■ **PROVIDED PASSAGE**:
┏━━

ALMOST a decade ago, I was shaken by my reporting on a class of toxic chemicals called endocrine disruptors. They are linked to cancer and obesity, and also seemed to feminise males, so that male alligators developed stunted genitalia and male smallmouth bass produced eggs.

In humans, endocrine disruptors were linked to two-headed sperm and declining sperm counts. They also were blamed for a birth defect called hypospadias, in which the urethra exits the side or base of the penis rather than the tip.

Believe me, the scariest horror stories are found in urology journals. If you’re a man, you don’t wring your hands as you read; you do more.

So I’ve tried for years now to limit my exposure to endocrine-disrupting chemicals. Following the advice of the President’s Cancer Panel, I eat organic to reduce exposure to endocrine disruptors in pesticides.

I try to store leftover meals in glass containers, not plastic. I avoid handling ATM and gas station receipts. I try to avoid flame-retardant furniture.

Those are all common sources of toxic endocrine disruptors, so I figured that my urine would test pristine. Pure as a mountain creek.

Silent Spring Institute near Boston, which studies chemical safety, offers a “Detox Me Action Kit” to help consumers determine what harmful substances are in their bodies. Following instructions, I froze two urine samples (warning my wife and kids that day to be careful what food they grabbed from the freezer) and Fed-Exed them off for analysis.

By the way, the testing is for women, too. Endocrine disruptors have also been linked to breast cancer and gynecological cancers. The American College of Obstetricians and Gynecologists warns women that endocrine disruptors can also cause miscarriages, foetal defects and much more.

As I waited for the lab results, I continued to follow the latest research. Laura Vandenberg of the University of Massachusetts, Amherst, sent bizarre video of a mouse exposed to a common endocrine disruptor doing back flips nonstop, as a kind of nervous tick.

Finally, I heard back from Silent Spring Institute. I figured this was a report card I had aced. I avoid all that harmful stuff. In my columns, I had advised readers how to avoid it.

Sure enough, I had a low level of Bisphenol A (BPA), best known because plastic bottles now often boast “BPA Free.”

But even a diligent student like me failed the test. Badly. I had high levels of a BPA substitute called BPF. Ruthann Rudel, a toxicologist who is the head of research at Silent Spring, explained that companies were switching to BPF even though it may actually be yet more harmful (it takes longer for the body to break it down). BPF is similar to that substance that made those mice do back flips.

“These types of regrettable substitutions — when companies remove a chemical that has a widely known bad reputation and substitute a little-known bad actor in its place — are all too common,” Rudel told me. “Sometimes we environmental scientists think we are playing a big game of Whack-A-Mole with the chemical companies.”

┗━━

■ **GIVEN DATA**:
┏━━

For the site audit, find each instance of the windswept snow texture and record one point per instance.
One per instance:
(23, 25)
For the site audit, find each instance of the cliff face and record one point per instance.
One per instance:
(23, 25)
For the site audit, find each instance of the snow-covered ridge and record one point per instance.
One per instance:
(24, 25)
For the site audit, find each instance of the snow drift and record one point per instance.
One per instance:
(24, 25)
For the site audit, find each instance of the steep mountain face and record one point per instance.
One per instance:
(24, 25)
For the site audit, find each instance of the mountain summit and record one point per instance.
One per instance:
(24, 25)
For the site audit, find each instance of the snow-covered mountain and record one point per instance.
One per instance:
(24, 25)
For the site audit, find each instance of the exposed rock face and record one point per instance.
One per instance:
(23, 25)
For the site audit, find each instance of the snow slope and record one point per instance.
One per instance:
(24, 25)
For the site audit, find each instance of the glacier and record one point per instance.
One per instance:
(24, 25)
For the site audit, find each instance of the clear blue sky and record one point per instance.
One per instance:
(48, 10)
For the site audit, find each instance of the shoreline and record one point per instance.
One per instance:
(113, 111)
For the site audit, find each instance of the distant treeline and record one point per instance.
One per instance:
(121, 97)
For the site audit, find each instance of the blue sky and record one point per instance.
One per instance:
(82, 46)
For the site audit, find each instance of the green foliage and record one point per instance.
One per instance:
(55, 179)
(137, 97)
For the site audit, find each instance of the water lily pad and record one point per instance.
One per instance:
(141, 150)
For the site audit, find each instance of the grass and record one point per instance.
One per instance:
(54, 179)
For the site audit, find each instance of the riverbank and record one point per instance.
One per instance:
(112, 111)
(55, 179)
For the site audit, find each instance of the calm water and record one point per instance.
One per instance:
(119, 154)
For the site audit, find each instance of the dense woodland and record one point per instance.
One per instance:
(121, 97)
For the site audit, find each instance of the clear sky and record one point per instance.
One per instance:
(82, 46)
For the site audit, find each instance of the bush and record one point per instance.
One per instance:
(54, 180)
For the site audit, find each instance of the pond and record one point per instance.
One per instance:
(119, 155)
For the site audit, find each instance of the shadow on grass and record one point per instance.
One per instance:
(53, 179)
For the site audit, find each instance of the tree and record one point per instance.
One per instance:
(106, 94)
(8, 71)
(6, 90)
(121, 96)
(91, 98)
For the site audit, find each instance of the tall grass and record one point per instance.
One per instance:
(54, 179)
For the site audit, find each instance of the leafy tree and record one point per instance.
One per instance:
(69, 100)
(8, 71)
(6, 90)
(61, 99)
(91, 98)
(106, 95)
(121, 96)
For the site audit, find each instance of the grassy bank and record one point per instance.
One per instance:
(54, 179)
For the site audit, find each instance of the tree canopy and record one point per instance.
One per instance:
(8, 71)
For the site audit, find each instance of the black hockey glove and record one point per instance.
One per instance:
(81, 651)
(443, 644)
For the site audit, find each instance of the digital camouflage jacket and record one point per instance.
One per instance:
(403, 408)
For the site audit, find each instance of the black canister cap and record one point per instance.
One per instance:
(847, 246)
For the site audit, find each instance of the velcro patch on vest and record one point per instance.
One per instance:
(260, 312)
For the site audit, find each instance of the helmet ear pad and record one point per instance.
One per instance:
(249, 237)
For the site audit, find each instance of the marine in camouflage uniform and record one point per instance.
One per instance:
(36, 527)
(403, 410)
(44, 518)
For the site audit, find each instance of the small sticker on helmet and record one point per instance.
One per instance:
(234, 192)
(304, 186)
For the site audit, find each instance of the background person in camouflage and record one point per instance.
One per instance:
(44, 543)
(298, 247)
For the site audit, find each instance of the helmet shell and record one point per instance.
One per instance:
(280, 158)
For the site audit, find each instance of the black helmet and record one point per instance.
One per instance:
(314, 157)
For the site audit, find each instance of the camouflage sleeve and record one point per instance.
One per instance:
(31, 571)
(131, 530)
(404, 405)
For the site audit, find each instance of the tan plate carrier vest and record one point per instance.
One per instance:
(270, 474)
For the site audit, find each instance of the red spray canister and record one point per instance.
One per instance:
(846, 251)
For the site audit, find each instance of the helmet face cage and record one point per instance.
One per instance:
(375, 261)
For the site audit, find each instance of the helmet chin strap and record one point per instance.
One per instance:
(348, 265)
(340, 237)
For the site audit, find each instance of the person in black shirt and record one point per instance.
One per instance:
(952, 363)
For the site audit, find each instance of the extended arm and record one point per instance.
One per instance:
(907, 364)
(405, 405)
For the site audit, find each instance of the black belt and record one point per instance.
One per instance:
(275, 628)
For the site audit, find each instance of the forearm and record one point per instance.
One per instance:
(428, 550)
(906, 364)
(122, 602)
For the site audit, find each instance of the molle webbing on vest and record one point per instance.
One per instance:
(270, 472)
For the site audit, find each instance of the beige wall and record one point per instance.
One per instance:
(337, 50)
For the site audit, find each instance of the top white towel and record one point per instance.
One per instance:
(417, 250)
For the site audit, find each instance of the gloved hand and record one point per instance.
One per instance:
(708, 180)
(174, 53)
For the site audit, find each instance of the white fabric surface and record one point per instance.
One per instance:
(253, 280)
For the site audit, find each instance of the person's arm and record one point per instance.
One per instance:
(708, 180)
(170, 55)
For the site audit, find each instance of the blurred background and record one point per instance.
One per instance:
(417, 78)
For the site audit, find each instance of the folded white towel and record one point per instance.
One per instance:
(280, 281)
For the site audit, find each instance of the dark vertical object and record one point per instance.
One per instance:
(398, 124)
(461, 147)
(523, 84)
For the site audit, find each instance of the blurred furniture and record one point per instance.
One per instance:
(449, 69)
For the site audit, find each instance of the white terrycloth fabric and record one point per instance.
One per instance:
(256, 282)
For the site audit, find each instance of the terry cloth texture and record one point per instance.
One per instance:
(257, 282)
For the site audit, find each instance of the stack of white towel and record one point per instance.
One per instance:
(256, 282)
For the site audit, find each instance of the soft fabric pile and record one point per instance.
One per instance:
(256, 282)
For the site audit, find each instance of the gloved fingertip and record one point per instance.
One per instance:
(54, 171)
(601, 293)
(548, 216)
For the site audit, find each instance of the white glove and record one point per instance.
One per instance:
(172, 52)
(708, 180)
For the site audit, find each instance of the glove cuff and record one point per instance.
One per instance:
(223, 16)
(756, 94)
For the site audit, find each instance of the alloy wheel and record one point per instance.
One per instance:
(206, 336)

┗━━

■ **ACTIVITY LIST**:
1 > Extract the part of the column on endocrine disruptors from "Sure enough, I" up to and including "do back flips.".
2 > In the column on endocrine disruptors, which BPA substitute showed up at high levels in the urine test?
3 > Carry on the column on endocrine disruptors from the point where it stops.
The records can be set aside.

■ **ANSWERS FOR THE TASKS**:
1 >
Sure enough, I had a low level of Bisphenol A (BPA), best known because plastic bottles now often boast “BPA Free.”

But even a diligent student like me failed the test. Badly. I had high levels of a BPA substitute called BPF. Ruthann Rudel, a toxicologist who is the head of research at Silent Spring, explained that companies were switching to BPF even though it may actually be yet more harmful (it takes longer for the body to break it down). BPF is similar to that substance that made those mice do back flips.

2 > BPF

3 >
Sigh. I thought I was being virtuous by avoiding plastics with BPA, but I may have been causing my body even more damage.

My urine had an average level of an endocrine disruptor called triclosan, possibly from soap or toothpaste. Like most people, I also had chlorinated phenols (perhaps from mothballs in my closet).

I had a high level of a flame retardant called triphenyl phosphate, possibly from a floor finish, which may be “neurotoxic.” Hmm. Whenever you see flaws in my columns, that’s just my neurotoxins at work.

Will these endocrine disruptors give me cancer? Make me obese? Nobody really knows. At least I haven’t started doing random back flips yet.

The steps I took did help, and I recommend that others consult consumer guides at ewg.org to reduce their exposures to toxic chemicals. Likewise, if I had downloaded the Detox Me smartphone app, I would have known to get rid of those mothballs, along with air fresheners and scented candles. (Science lesson: A less fragrant house means cleaner pee.)

Yet my takeaway is also that chemical-industry lobbyists have rigged the system so that we consumers just can’t protect ourselves adequately.

“You should not have to be a PhD toxicologist to be safe from so many of the chemicals in use,” Dr Richard Jackson of UCLA told me.

“So much of what we are exposed to is poorly tested and even less regulated.”

So the saddest lesson is that even if you understand the peril and try to protect yourself and your family — as I strongly suggest you do — your body may still be tainted. The chemical companies spend tens of millions of dollars lobbying and have gotten the lightest regulation that money can buy.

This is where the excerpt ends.